SELECTED EXCERPT:

Justice Dept. looks to slash prison population
Combating rising costs and overcrowding in the federal prison system are among the Justice Department’s top priorities heading into the new year, officials said in a memo outlining the agency’s 2015 agenda.
Inmate populations decreased this year for the first time since 1980, dropping from 219,298 inmates at the end of fiscal 2013 to 214,149 inmates at the end of fiscal 2014. Numbers are expected drop by another 10,000 inmates by 2016.
But DOJ Inspector General Michael Horowitz said a decrease in the number of inmates has yet to yield a decrease in department costs.
This year, 25 percent of the DOJ’s discretionary budget went to the Federal Bureau of Prisons, up from 18 percent in 2000.
With rising healthcare costs and an aging inmate population, Horowitz said spending is only expected to rise. Prescription drugs are also driving up costs, particularly those to treat chronic hepatitis C virus (HCV).
“The Bureau of Prisons currently spends $6,600 per patient for a standard HCV treatment regimen. However, the treatment regimen newly approved by the Food and Drug Administration could cost an additional $20,000 to $40,000 per patient, according to [Bureau of Prisons] estimates,” the memo said. “In 2014, the BOP estimated that at least 11,000 of its inmates have HCV, meaning that the BOP could face additional costs for these patients of approximately $220 million to $440 million.”
As for overcrowding, the DOJ is working to change prosecution, sentencing and early release policies. The department said it has requested $173 million in its 2015 budget to support its Smart on Crime initiative, which promotes prevention and reentry programs and encourages prosecutors to draft criminal charges for low-level nonviolent drug offenders in ways that avoid mandatory minimum sentences.
The DOJ isn’t alone in its effort to keep lower-level offenders out of jail. In July, the U.S. Sentencing Commission voted to retroactively apply reduced sentencing guidelines for certain inmates serving time for drug charges.
With federal prisons still operating at 33 percent over capacity, Horowitz said the agency is now looking at ways to create more space. They’re talking about building new prisons and renting space in privately managed facilities.
But advocates for sentencing law reforms say building additional prisons will not fix the department’s budgetary problems.
“Over-crowded federal prisons stuffed with nonviolent drug offenders are not only a waste of money, but eating away at public safety funding for other divisions within the DOJ,” Molly Gill, government affairs counsel for the nonprofit group Families Against Mandatory Minimums, said in statement.
“Building more prisons is not the answer, and back-end fixes like compassionate release, clemency, and expansion of earned time credits can only do so much. Reforming mandatory minimum sentences is cheaper, safer and smarter than every other option on the table,” she said.
Other top priorities discussed in the memo include protecting U.S. citizens from acts of terrorism, enhancing cybersecurity, oversight of law enforcement programs and protecting taxpayer funds from mismanagement and misuse.

WORK TO COMPLETE:
Answer these questions using the article on federal prison costs above.
1. What share of the Justice Department's discretionary budget went to the Federal Bureau of Prisons this year?
2. How much did the department request in its 2015 budget for the Smart on Crime initiative?
3. By what percentage are federal prisons operating over capacity?

RECORDS SUPPLIED:

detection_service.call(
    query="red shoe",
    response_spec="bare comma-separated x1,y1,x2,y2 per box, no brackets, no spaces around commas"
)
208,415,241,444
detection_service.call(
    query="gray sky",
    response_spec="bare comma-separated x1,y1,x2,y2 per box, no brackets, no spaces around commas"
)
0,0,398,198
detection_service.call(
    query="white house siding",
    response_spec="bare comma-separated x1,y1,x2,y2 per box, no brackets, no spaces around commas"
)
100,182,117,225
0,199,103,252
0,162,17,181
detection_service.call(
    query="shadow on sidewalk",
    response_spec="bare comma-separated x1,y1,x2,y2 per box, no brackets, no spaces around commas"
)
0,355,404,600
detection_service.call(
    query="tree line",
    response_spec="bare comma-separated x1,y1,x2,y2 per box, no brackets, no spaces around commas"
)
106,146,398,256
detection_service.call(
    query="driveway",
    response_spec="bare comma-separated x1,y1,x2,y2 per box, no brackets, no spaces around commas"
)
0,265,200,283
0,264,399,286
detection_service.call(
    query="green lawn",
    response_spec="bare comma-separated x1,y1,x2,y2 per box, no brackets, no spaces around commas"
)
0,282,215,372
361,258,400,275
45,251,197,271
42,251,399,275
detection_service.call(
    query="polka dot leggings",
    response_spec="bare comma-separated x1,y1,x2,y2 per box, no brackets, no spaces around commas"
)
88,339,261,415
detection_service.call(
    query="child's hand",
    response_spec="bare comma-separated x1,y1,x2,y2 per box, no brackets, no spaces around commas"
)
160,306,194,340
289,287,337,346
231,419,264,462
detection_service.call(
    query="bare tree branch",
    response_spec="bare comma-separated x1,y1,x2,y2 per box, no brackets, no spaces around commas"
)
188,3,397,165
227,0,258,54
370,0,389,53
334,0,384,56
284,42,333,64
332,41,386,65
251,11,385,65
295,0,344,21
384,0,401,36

OUTPUT:
1. 25 percent
2. $173 million
3. 33 percent